> [Work to complete] From first line to last, the records below are to be duplicated exactly.

Dataset entries:
• • •

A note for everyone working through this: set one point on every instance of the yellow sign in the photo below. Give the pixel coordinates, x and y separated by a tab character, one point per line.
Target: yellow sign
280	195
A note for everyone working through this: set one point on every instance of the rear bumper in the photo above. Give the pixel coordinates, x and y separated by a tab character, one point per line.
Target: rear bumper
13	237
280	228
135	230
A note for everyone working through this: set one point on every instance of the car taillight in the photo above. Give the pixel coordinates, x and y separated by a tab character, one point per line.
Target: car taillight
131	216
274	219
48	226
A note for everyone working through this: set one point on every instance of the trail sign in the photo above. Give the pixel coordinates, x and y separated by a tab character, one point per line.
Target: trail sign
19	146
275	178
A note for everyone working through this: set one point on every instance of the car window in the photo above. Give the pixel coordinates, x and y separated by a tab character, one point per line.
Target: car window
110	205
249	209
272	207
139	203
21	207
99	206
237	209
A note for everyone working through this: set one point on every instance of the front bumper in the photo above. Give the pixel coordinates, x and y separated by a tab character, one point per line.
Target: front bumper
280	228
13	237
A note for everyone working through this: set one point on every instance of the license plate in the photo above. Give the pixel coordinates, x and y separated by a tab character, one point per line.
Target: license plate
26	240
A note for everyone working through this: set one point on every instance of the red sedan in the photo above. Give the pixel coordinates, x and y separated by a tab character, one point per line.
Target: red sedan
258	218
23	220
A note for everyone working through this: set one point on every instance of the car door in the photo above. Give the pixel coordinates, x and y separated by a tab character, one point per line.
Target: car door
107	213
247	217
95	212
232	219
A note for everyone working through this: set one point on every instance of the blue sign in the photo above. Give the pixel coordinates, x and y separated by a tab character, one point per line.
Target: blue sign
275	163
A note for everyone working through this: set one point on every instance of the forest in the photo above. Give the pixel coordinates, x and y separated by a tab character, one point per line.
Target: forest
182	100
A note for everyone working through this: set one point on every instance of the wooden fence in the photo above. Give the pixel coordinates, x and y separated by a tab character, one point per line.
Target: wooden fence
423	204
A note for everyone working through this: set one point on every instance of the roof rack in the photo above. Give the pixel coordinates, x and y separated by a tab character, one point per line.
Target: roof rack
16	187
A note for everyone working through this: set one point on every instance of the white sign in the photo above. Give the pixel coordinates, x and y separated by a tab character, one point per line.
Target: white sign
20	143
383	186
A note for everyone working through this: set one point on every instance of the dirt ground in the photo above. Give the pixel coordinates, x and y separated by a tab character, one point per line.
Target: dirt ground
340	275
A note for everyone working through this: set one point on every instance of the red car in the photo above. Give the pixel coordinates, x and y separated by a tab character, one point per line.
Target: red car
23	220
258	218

• • •

> [Output of the exercise]
A note for everyone working through this: set one point on every instance of the yellow sign in the photo below. Give the pixel coordinates, x and y separated by a tab character, one point per line.
Target: yellow sign
280	195
A note for everyone working through this: set one point on every instance of the rear bumper in the photo above. Give the pixel coordinates, x and y separated by a tab character, one point per line.
Target: rear bumper
13	237
280	228
135	230
A note for everyone working through this: set one point on every instance of the car taillight in the photo above. Give the pixel coordinates, x and y separated by a tab character, one point per line.
Target: car taillight
131	216
274	219
48	226
A note for everyone working through this: set one point on every instance of the trail sign in the photo above. Give the pixel coordinates, x and y separated by a tab character, one point per line.
Target: trail sign
19	146
275	178
A note for everyone working through this: set one point on every instance of the car window in the photo above. Give the pixel coordinates, x and y separated by a tab character, one point per line.
Target: car window
110	205
249	209
272	207
139	203
21	207
99	206
237	209
A note for everyone working through this: set one point on every instance of the front bumper in the photo above. Give the pixel coordinates, x and y separated by a tab character, one point per line.
Target: front bumper
280	228
13	237
A note for everyone working through this: set one point on every instance of the license plate in the photo above. Give the pixel coordinates, x and y separated by a tab character, one point per line.
Target: license plate
26	240
A note for everyone working through this: set one point on every instance of the red sedan in the photo above. Give the pixel coordinates, x and y separated by a tab character, one point per line.
Target: red sedan
258	218
23	220
A note for everyone working through this: set one point on every instance of the car door in the photo above. Give the pixel coordinates, x and y separated by a tab character, one point per line.
Target: car door
107	213
247	217
95	212
232	219
A note for everyone working through this: set one point on every instance of the blue sign in the photo above. Give the pixel coordinates, x and y separated by a tab character, one point per line.
Target: blue sign
275	163
A note for everyone working through this: set one point on every instance of the forest in the photo above. Give the pixel coordinates, x and y separated by a tab character, one point per line.
Target: forest
182	100
A note for everyone working through this: set one point on every instance of the wooden fence in the photo above. Give the pixel coordinates, x and y separated by a tab character, one point per line.
Target: wooden fence
423	204
A note for everyone working through this: set one point on every instance of the roof rack in the photo above. Give the pixel coordinates, x and y separated by a tab character, one point per line.
Target: roof rack
16	187
A note for everyone working through this: set one point on every instance of the white sign in the photo above. Give the pixel coordinates, x and y separated by a tab character, one point per line.
Target: white sign
20	143
383	186
A note for everyone working through this: set one point on every instance of the dirt ground in the photo above. Give the pixel coordinates, x and y separated by a tab character, one point per line.
Target: dirt ground
340	275
A note for everyone working through this: set one point on every instance of the red car in the photo above. Give the pixel coordinates, x and y separated by a tab character, one point per line.
Target: red car
23	220
258	218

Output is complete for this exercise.